## Text
·····

Map Maker Aims to Be Silicon Valley Conduit to China Car Market

(Bloomberg) -- Rebuffed by the U.S. in an attempted foray abroad, Chinese mapping provider NavInfo Co. now aims to be a partner for U.S. tech companies seeking access to China’s promising autonomous vehicle market.

The Beijing-based company backed by Tencent Holdings Ltd. has established a small team in Silicon Valley, reaching out to technology companies such as Apple Inc. and Alphabet Inc.’s Google, Cheng Peng, chief executive officer of NavInfo Co., said in an interview April 23. The company is also considering investments in startups there so it can acquire technologies to use back in China, Cheng said.

Map Maker Aims to Be Silicon Valley Conduit to China Car Market

“We are there to offer a bridgehead to the companies for them to do business in China,” Cheng said. “Our partnership will face the China market, and we will play to our strength in the local market.”

·····

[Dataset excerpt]
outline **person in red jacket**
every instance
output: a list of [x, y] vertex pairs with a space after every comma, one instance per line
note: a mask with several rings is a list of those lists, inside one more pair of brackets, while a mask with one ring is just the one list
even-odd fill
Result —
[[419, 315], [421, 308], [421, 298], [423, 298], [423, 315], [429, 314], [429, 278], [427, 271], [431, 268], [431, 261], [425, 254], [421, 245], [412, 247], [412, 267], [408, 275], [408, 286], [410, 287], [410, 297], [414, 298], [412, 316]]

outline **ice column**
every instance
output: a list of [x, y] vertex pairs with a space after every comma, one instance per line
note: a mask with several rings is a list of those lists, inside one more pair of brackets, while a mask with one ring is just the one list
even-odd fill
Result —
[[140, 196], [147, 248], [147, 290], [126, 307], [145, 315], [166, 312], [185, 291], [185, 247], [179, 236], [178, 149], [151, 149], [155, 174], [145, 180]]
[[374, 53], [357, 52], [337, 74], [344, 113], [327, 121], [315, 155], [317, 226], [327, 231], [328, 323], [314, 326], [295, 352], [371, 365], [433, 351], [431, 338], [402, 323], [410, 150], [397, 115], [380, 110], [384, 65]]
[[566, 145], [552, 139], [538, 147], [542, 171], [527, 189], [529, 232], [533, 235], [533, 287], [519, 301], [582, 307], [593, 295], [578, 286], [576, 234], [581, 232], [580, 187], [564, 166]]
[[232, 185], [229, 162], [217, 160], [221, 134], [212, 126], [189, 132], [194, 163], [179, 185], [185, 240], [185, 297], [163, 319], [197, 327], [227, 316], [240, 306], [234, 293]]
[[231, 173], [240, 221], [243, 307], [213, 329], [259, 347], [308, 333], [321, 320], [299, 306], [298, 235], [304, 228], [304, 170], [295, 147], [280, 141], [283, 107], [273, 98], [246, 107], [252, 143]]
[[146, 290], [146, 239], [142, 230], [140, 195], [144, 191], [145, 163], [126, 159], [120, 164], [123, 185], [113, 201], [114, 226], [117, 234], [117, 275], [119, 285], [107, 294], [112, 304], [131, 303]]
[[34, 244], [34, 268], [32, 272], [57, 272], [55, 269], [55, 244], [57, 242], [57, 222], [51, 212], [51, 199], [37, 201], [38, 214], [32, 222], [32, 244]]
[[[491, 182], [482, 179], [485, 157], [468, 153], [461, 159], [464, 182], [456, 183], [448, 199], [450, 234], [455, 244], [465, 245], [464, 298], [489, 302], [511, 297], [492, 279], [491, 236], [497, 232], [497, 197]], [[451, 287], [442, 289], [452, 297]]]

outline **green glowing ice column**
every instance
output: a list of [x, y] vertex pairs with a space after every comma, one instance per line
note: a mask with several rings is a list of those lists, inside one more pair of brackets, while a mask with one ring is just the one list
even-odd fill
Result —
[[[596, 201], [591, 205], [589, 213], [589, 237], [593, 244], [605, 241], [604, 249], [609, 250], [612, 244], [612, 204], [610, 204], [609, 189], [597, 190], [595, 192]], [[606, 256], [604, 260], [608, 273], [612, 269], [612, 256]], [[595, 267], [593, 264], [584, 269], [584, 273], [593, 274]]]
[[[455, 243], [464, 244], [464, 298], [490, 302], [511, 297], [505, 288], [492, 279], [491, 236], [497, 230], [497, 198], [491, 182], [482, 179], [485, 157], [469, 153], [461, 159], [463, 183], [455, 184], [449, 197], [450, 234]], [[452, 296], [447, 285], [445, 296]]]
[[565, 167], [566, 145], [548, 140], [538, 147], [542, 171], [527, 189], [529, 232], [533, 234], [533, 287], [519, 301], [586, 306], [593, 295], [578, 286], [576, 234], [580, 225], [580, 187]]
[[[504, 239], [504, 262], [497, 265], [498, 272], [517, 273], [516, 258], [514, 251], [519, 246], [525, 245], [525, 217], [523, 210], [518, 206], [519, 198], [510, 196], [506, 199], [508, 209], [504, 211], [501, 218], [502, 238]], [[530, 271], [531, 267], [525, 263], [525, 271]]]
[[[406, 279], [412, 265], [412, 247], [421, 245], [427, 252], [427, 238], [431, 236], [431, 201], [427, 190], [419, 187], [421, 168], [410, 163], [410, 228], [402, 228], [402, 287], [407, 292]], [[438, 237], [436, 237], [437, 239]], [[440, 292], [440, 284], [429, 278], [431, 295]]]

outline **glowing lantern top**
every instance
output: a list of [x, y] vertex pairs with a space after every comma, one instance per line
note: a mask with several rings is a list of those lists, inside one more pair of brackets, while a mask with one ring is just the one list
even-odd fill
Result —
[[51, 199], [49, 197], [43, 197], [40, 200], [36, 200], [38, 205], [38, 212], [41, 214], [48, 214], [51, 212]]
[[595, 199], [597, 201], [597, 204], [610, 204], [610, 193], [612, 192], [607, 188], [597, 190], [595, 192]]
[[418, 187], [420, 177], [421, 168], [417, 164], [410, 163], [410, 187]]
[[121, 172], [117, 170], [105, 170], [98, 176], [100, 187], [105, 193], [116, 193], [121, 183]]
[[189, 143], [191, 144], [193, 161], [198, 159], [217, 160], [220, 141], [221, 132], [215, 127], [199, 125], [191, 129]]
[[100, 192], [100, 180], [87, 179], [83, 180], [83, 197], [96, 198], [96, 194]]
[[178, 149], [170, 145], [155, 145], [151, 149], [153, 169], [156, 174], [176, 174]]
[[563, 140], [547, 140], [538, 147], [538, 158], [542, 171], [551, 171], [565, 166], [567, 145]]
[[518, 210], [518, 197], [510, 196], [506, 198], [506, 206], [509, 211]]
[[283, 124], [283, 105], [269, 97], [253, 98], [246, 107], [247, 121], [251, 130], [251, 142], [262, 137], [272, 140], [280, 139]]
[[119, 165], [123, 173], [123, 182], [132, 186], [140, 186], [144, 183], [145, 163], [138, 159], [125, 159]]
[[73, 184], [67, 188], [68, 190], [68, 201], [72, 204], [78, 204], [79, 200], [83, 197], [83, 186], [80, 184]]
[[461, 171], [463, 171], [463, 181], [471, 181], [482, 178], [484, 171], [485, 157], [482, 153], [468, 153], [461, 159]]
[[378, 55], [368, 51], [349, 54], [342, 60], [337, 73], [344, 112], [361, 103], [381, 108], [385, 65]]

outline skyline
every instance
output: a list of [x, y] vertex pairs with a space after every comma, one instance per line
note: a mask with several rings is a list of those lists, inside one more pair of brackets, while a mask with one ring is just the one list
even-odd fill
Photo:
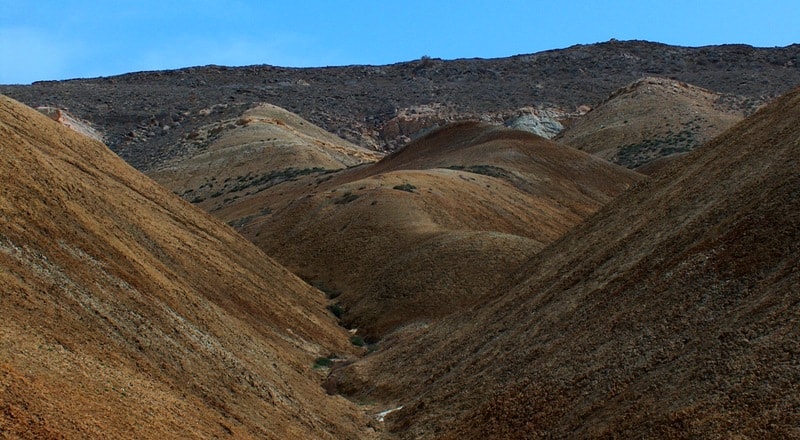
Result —
[[790, 1], [348, 2], [0, 0], [0, 84], [202, 65], [383, 65], [499, 58], [610, 39], [800, 42]]

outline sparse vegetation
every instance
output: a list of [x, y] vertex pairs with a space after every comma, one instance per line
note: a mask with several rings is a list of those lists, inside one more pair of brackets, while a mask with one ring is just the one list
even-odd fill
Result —
[[394, 187], [392, 187], [392, 189], [399, 189], [400, 191], [413, 193], [414, 190], [417, 189], [417, 187], [410, 183], [404, 183], [402, 185], [395, 185]]
[[482, 174], [484, 176], [497, 177], [500, 179], [508, 178], [508, 171], [494, 165], [452, 165], [447, 167], [450, 170], [467, 171], [469, 173]]
[[331, 313], [333, 313], [333, 316], [339, 319], [342, 319], [342, 315], [344, 315], [344, 308], [339, 303], [329, 305], [328, 310], [330, 310]]
[[364, 338], [357, 335], [350, 337], [350, 343], [355, 345], [356, 347], [363, 347], [364, 345], [366, 345], [366, 343], [364, 342]]
[[691, 151], [699, 145], [694, 131], [689, 129], [670, 133], [664, 138], [647, 139], [645, 141], [621, 147], [613, 158], [613, 162], [627, 168], [637, 168], [657, 157]]
[[350, 191], [347, 191], [346, 193], [342, 194], [341, 197], [339, 197], [338, 199], [334, 200], [333, 203], [335, 203], [337, 205], [345, 205], [347, 203], [352, 202], [353, 200], [355, 200], [357, 198], [358, 198], [358, 194], [353, 194]]
[[314, 359], [314, 368], [330, 368], [333, 365], [333, 359], [330, 357], [318, 357]]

·····

## Directions
**A.** Update the NavInfo article from "(Bloomberg) -- Rebuffed" to "autonomous vehicle market.", changing "foray" to "venture".
**B.** Copy only the dataset rows from the line with "outline skyline" to the line with "39], [800, 42]]", requests included, but multiply every vertex coordinate in the results by 1.2 and round to whole numbers, halves up. Omit the picture.

## Outputs
**A.**
(Bloomberg) -- Rebuffed by the U.S. in an attempted venture abroad, Chinese mapping provider NavInfo Co. now aims to be a partner for U.S. tech companies seeking access to China’s promising autonomous vehicle market.

**B.**
outline skyline
every instance
output: a list of [x, y] vertex pairs with a space after every comma, one instance per line
note: a mask with several rings is a list of those lists, inside one more pair of brackets, while a mask with one ring is just the one list
even-odd fill
Photo:
Result —
[[948, 1], [418, 2], [0, 0], [0, 101], [242, 78], [460, 78], [599, 70], [732, 47], [960, 50]]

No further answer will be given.